## 文書の抜粋
雨の日も次第に少なくなり、日の時間も長くなった。
陽ざしの強い夏はやはり、日焼けや肌荒れが気になるものだろう。
日焼け止めや化粧水、日傘など、多くのケアが存在するが、それらは “肌だけのケア” になっているとお気付きだろうか。
今年の夏は、東洋医学の知恵を活かして、カラダの内側から最適なスキンケアをしよう。
東洋医学でよりナチュラルに生きる
東洋医学とは約2000年前に中国で発祥した医学が、日本で発展した伝統医療である。
まだ顕微鏡が発明されていない時代に、体調の変化は、その土地の気候や季節に密接に関係するという考えが生まれた。
東洋医学では自然の移ろいと同じサイクルが、カラダの中でも起こっていると考えられているのだ。
生活においても同様に、春は種から芽生えるように新しいことを始め、夏は木々の成長にならってのびのびと過ごす。
秋は作物を収穫するかのごとく生活を振り返り、冬は蓄えるためにほどほどに暮らす。

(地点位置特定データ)
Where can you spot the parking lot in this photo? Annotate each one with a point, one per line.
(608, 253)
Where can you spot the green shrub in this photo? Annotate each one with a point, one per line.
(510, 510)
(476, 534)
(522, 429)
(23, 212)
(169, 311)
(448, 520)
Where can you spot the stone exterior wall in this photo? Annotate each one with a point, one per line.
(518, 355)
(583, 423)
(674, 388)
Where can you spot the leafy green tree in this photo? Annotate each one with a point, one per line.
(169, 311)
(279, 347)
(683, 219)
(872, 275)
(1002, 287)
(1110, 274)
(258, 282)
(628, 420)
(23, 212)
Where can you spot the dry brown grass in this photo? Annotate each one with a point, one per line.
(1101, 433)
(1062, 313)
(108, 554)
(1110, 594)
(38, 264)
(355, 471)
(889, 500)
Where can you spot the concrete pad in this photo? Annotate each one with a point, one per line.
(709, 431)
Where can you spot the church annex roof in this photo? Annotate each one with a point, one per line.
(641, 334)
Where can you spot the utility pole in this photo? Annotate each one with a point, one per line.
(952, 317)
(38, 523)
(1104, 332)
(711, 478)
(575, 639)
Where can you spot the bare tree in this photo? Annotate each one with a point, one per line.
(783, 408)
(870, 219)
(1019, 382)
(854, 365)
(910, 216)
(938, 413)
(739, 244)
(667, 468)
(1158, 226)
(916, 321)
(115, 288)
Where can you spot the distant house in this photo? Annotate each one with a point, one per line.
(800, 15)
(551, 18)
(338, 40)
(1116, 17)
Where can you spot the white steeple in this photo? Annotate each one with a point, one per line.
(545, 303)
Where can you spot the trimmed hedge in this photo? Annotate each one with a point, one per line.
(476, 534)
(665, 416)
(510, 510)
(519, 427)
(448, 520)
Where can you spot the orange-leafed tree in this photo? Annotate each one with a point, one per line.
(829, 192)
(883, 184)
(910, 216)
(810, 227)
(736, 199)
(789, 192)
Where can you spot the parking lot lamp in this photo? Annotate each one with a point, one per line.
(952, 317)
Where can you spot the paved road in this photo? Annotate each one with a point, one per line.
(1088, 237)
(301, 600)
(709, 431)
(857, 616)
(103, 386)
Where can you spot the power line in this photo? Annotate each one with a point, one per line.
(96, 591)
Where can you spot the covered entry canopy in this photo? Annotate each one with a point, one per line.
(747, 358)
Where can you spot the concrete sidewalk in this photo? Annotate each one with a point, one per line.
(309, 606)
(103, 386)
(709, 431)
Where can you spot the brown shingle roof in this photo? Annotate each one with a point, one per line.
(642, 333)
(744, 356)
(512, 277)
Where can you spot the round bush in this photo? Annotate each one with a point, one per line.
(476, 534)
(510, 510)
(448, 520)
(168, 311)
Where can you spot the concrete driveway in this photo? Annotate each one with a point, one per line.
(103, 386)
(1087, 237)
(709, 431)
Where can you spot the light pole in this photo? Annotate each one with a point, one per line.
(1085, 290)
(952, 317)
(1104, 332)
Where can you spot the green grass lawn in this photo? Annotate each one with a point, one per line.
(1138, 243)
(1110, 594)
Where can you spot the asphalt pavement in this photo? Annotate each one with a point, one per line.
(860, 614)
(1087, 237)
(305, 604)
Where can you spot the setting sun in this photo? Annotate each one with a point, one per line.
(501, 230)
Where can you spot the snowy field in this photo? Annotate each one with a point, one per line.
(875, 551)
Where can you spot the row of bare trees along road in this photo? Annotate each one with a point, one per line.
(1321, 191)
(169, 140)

## 課題
東洋医学の文書によると、東洋医学の元になった医学はいつ、どこで発祥したのですか。

## 出力結果
約2000年前に中国で発祥しました。